## [Your objective]
Format each line of the records below as a row in a Markdown table with the columns "No." and "Text", numbering the rows in order and skipping blank lines. Leave the pictures out.

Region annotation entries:
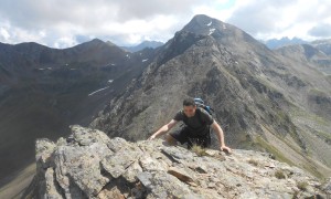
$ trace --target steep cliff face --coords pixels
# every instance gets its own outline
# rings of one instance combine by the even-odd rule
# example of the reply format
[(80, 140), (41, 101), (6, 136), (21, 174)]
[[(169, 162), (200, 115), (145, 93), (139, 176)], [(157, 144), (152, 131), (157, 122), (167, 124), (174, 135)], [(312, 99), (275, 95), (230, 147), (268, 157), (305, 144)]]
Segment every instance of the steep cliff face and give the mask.
[(89, 124), (152, 57), (100, 40), (64, 50), (0, 43), (0, 187), (33, 161), (35, 138)]
[(331, 175), (327, 76), (206, 15), (194, 17), (160, 48), (90, 127), (143, 139), (168, 123), (188, 96), (202, 97), (215, 109), (229, 146), (268, 150), (321, 178)]
[(36, 175), (23, 198), (303, 198), (330, 185), (270, 154), (188, 150), (161, 139), (129, 143), (72, 126), (57, 143), (36, 140)]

## [Worked answer]
| No. | Text |
|---|---|
| 1 | $ trace --target steep cliff face --coords pixels |
| 2 | # every instance gets its own outline |
| 3 | # rings of one instance combine by the even-odd rule |
| 4 | # example of the reply format |
| 5 | [(80, 140), (41, 101), (6, 136), (21, 174)] |
| 6 | [[(169, 162), (200, 115), (145, 93), (139, 176)], [(157, 144), (152, 131), (157, 122), (167, 124), (174, 135)], [(312, 99), (275, 95), (230, 147), (268, 157), (305, 144)]] |
| 7 | Segment every instance of the steep cliff face and give the mask. |
| 8 | [(89, 124), (152, 57), (100, 40), (64, 50), (0, 43), (0, 187), (33, 161), (35, 138)] |
| 9 | [(331, 175), (327, 76), (206, 15), (194, 17), (160, 48), (90, 127), (143, 139), (168, 123), (188, 96), (202, 97), (215, 109), (229, 146), (268, 150), (321, 178)] |
| 10 | [(36, 175), (23, 198), (303, 198), (330, 185), (270, 154), (188, 150), (161, 139), (129, 143), (72, 126), (57, 143), (36, 140)] |